_ESTRATTO DELLA PAGINA_.
Il Governo Federale, il Governo Lula, appoggia l’omologazione. Abbiamo preso questo impegno adottando una serie di misure controllate da un comitato gestore della Presidenza della Repubblica.

Attraverso queste misure è previsto il ritiro dei risicultori che stanno ancora occupando la Riserva Indigena omologata: hanno un anno di tempo per andarsene.

Molti indios hanno abbandonato le loro terre di origine e si sono stabiliti in città attratti dal miraggio di una vita migliore. Alcuni riescono a tirare avanti più o meno dignitosamente. Altri sopravvivono a stento.

Sono circa 20.000 gli indios che abitano in Boa Vista.

- FRANCESO BRUNO:

Ci sono attualmente due tipi di indigeni in città: quelli che sono venuti dai villaggi e quelli che sono nati qui in città, a Boa Vista.

Quindi quelli che sono nati nei loro villaggi e sono venuti a Boa Vista a cercare altre maniere di vivere, diciamo, cercare di migliorare la loro condizione, conoscono la piantagione, la foresta, i fiumi (e tutto); e quelli che sono nati qui, praticamente non conoscono la vita originaria dei villaggi, solo per sentito dire…

- CLAUDIA TOME’ DA SILVA (65.1.2+65.3)

_ESERCIZI DA SVOLGERE_.
a: Quanti indios abitano a Boa Vista secondo il testo sugli indios di Boa Vista?
b: Elenca, per favore, tutte le cose che gli indigeni nati nei villaggi conoscono secondo il testo sugli indios di Boa Vista.
c: Scrivi il seguito del testo sugli indios di Boa Vista.
Per questi esercizi i dati non servono.

[Dati di localizzazione di punti su immagini]
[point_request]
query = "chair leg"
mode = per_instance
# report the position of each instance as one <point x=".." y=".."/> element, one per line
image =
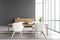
<point x="21" y="34"/>
<point x="44" y="35"/>
<point x="12" y="34"/>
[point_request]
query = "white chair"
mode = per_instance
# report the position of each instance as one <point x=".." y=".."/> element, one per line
<point x="39" y="27"/>
<point x="17" y="27"/>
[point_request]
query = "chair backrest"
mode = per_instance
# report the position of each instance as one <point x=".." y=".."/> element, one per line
<point x="17" y="26"/>
<point x="38" y="26"/>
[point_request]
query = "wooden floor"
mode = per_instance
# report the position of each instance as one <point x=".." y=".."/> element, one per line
<point x="27" y="36"/>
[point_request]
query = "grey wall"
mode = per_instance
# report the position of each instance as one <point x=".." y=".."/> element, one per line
<point x="10" y="9"/>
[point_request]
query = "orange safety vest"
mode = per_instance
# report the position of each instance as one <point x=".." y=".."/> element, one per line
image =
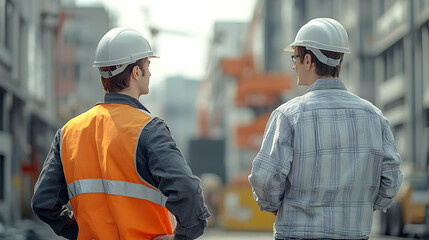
<point x="108" y="197"/>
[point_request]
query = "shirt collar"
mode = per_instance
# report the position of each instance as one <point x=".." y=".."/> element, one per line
<point x="123" y="99"/>
<point x="327" y="83"/>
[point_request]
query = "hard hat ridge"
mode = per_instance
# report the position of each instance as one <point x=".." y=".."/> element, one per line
<point x="120" y="47"/>
<point x="322" y="34"/>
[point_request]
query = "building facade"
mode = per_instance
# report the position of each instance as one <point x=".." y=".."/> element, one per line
<point x="28" y="118"/>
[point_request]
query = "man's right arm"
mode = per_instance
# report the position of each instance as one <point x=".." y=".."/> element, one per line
<point x="391" y="176"/>
<point x="50" y="195"/>
<point x="166" y="169"/>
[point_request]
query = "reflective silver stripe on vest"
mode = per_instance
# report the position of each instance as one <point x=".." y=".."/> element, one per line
<point x="112" y="187"/>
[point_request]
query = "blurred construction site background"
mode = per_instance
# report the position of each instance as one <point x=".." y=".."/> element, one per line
<point x="217" y="113"/>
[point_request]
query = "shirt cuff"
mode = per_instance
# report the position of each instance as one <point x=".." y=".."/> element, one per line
<point x="383" y="203"/>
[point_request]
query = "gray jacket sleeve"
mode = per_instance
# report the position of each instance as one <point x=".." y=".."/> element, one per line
<point x="50" y="194"/>
<point x="391" y="175"/>
<point x="160" y="163"/>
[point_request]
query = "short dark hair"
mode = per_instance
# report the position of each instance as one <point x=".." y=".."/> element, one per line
<point x="321" y="68"/>
<point x="121" y="81"/>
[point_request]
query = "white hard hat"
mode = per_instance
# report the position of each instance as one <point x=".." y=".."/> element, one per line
<point x="322" y="34"/>
<point x="120" y="47"/>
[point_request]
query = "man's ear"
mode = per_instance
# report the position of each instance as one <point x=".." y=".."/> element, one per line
<point x="307" y="61"/>
<point x="135" y="72"/>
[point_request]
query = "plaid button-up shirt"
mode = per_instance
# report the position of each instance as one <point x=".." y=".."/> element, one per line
<point x="328" y="159"/>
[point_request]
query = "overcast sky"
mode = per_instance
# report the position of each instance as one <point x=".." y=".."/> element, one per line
<point x="187" y="25"/>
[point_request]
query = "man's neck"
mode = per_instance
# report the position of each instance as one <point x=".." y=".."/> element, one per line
<point x="130" y="92"/>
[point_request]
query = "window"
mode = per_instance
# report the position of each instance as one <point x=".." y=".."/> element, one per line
<point x="2" y="110"/>
<point x="2" y="177"/>
<point x="394" y="60"/>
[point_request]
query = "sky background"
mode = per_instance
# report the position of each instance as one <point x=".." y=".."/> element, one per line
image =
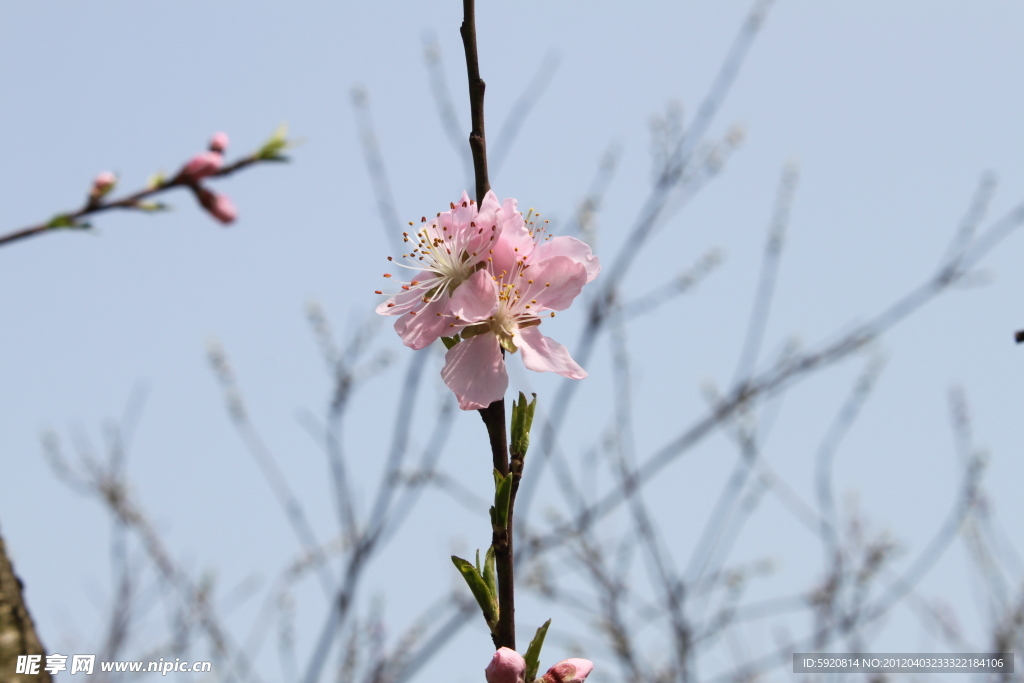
<point x="893" y="112"/>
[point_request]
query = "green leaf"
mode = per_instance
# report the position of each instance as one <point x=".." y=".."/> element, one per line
<point x="503" y="498"/>
<point x="65" y="220"/>
<point x="157" y="180"/>
<point x="491" y="574"/>
<point x="60" y="220"/>
<point x="479" y="589"/>
<point x="522" y="421"/>
<point x="534" y="651"/>
<point x="272" y="147"/>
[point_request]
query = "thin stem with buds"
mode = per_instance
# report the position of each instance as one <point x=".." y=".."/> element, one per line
<point x="494" y="415"/>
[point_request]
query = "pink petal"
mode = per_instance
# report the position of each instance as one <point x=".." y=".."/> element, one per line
<point x="574" y="249"/>
<point x="553" y="284"/>
<point x="201" y="166"/>
<point x="506" y="666"/>
<point x="475" y="299"/>
<point x="218" y="142"/>
<point x="422" y="328"/>
<point x="543" y="354"/>
<point x="406" y="300"/>
<point x="568" y="671"/>
<point x="474" y="370"/>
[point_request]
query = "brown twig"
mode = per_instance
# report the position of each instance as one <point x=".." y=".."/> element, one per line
<point x="494" y="415"/>
<point x="132" y="201"/>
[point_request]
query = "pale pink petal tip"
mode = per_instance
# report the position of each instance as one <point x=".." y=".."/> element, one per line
<point x="218" y="206"/>
<point x="569" y="671"/>
<point x="218" y="142"/>
<point x="506" y="666"/>
<point x="202" y="166"/>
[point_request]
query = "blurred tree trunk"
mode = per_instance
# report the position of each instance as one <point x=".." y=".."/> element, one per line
<point x="17" y="634"/>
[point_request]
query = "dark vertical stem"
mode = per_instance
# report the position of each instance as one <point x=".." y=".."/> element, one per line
<point x="494" y="415"/>
<point x="477" y="140"/>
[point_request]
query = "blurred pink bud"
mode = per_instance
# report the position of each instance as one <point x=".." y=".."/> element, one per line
<point x="506" y="667"/>
<point x="568" y="671"/>
<point x="201" y="166"/>
<point x="218" y="142"/>
<point x="219" y="206"/>
<point x="101" y="185"/>
<point x="103" y="182"/>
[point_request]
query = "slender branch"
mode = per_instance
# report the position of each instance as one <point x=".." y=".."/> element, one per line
<point x="494" y="415"/>
<point x="477" y="139"/>
<point x="17" y="635"/>
<point x="132" y="201"/>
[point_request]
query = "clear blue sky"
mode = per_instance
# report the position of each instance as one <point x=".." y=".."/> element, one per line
<point x="892" y="112"/>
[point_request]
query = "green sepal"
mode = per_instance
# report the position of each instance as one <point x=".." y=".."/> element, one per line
<point x="158" y="179"/>
<point x="503" y="497"/>
<point x="491" y="574"/>
<point x="64" y="220"/>
<point x="522" y="421"/>
<point x="487" y="602"/>
<point x="532" y="656"/>
<point x="272" y="147"/>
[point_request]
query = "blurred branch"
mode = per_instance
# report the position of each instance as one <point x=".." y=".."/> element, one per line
<point x="136" y="201"/>
<point x="17" y="633"/>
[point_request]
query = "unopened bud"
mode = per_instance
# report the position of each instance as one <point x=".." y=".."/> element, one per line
<point x="568" y="671"/>
<point x="102" y="184"/>
<point x="218" y="206"/>
<point x="506" y="667"/>
<point x="218" y="142"/>
<point x="201" y="166"/>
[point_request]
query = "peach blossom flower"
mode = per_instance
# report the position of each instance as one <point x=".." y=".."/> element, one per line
<point x="506" y="666"/>
<point x="568" y="671"/>
<point x="444" y="253"/>
<point x="500" y="307"/>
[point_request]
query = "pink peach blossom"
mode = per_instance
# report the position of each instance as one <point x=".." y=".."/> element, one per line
<point x="527" y="274"/>
<point x="568" y="671"/>
<point x="218" y="142"/>
<point x="496" y="311"/>
<point x="506" y="666"/>
<point x="444" y="253"/>
<point x="201" y="166"/>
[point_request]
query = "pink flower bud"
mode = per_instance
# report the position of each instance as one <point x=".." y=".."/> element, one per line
<point x="103" y="182"/>
<point x="218" y="142"/>
<point x="506" y="667"/>
<point x="568" y="671"/>
<point x="101" y="185"/>
<point x="219" y="206"/>
<point x="201" y="166"/>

_RISPOSTE AGLI ESERCIZI_.
a: Circa 20.000.

b: La piantagione, la foresta, i fiumi.

c:
Io so che un indigeno quando viene via dal villaggio non ha idea delle difficoltà che troverà nella città. Perché nel villaggio, senza che sia necessario pagare, abbiamo tutto: farina, granturco, frutta e molte altre cose come la caccia, la pesca… tutto gratis. Nella città non abbiamo niente di tutto questo. Vivere nella città è difficile, si.… perché noi indios non abbiamo tessuto sociale, non abbiamo conoscenza della realtà della città. E’ per questo che noi indigeni stiamo soffrendo…

- NICOLAO JORGE:

…se dovessi ritornare nella comunità, lo farei, perché mi piaceva vivere nel villaggio. Ma ora siamo qui e qui, nella città, si vive in maniera diversa dal villaggio.

..ma a me piaceva… quello che mi piaceva molto, del villaggio era pescare, cacciare, fare queste cose, assieme a tutta la famiglia, amici, parenti…

Qui nella città, sei sempre senza lavoro. Nonostante che io abbia fatto dei corsi di formazione, sono disoccupato… Ti guardano in faccia, ti dicono che non hai le competenze necessarie, o che non hanno tempo… ti dicono: aspetta che poi ti chiamiamo, ma non ti chiamano mai… il problema della città è anche questo, per me…

A questo punto del montaggio, dovevamo trarre le conclusioni e i commenti finali per “chiudere” il documentario ma, da Raposa Serra do Sol, giunge una brutta notizia.

In un drammatico comunicato, il Consiglio Indigeno di Roraima informa che, all’alba del 17 settembre 2005, la Scuola Indigena di Surumù è stata invasa e incendiata da 150 uomini incappucciati e armati.

E’ stato tutto distrutto: la chiesa, l’ospedale, i dormitori, i refettori, le cucine, le stanze dei professori, la biblioteca, le aule e anche un fuoristrada del CIR che si trovava sul posto per trasportare un malato a Boa Vista.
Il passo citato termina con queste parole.